But anyway, that's your future, but now they're in it, right? But here he is praying that
God would protect them, and he's not praying for
their physical protection. He's praying for
something he thinks is more important than
their physical protection. That they may be, here it is: Holy father, protect them
by the power of your name, the name that you gave me, so that they may be, this
is his one prayer request, here is what he wanted protected
more than anything else, that they may be one, as we are one.

At the very end, the thing that Jesus
was most concerned about was their unity, and their oneness. Because here's what he knew, and here's what he's gonna
say in the next few verses. He knew that as long as they
were in lockstep together, and in lockstep with
his heavenly father, the world would change. But if they ever got
divided and splintered, things would stall out.

Then, in verse 20, skipping
down if you're following along, he prays for you and he prays
for me and he prays for us. This is amazing. My prayer, he says,
is not for them alone. Not just these 12 guys. I pray also for those
who will believe in me through their message. In other words, that next
generation of Christians, and the next generation
of Christians, and the next generation
of Christians, leading all the way up to us. And what do you think
he prays for us? And the answer is, not
what we pray for us. In fact, here's something
that's really sad, I mean it's convicting to me.

▸ **Work to do**
- a) According to the sermon excerpt, what did Jesus want protected more than anything else?
- b) Write the next few sentences of the sermon excerpt, picking up after its final line.
The listing after this passage comes from a separate source.

▸ **Given data**
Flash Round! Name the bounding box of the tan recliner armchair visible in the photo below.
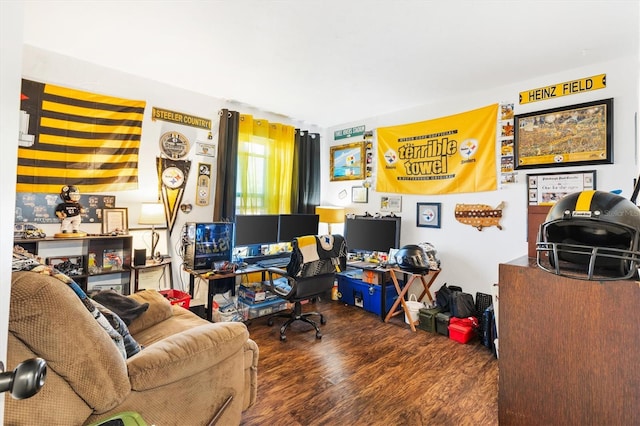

▸ **The responses**
- a) That they may be one, as he and the Father are one.

- b)
My hunch is
virtually none of us, who consider ourselves
Jesus followers, virtually none of us
have ever asked God for what Jesus asked God for. Virtually none of us have
ever prayed the prayer that Jesus prayed even
though he modeled it, and clearly, this was
so close to his heart, and so important to him
in those final hours. Which may be the problem. Because we're gonna discover, maybe if the church, maybe if people like me, have been begging God for this, leading toward this,
pleading toward this, the world would be a
different and better place.

My prayer is not for them alone. I pray also for those
who will believe in me through their message. That all of them, all of them. In the first century, that
meant Jew and gentile, and rich and poor and
slaves and free men, and military leaders and
soldiers and tax gatherers, and those from whom the
taxes were gathered, and the educated and the
uneducated, everybody. In the 21st century, it means
Republicans and Democrats, the privileged, the not-so
privileged, the independent, the indecisive, the
libertarians, the librarians, you know, the black and
brown and white and beige, privileged, married, single;
in other words, all of us. That all of the people
who call me Lord, no matter where they're from,
what they've experienced, or how good life
has treated them, or how poorly life
has treated them, connected, disconnected, I pray that all of them,
in this vast array, this extraordinary
dispersion of people with different experiences, I pray that somehow,
all of them, this is amazing, may be one.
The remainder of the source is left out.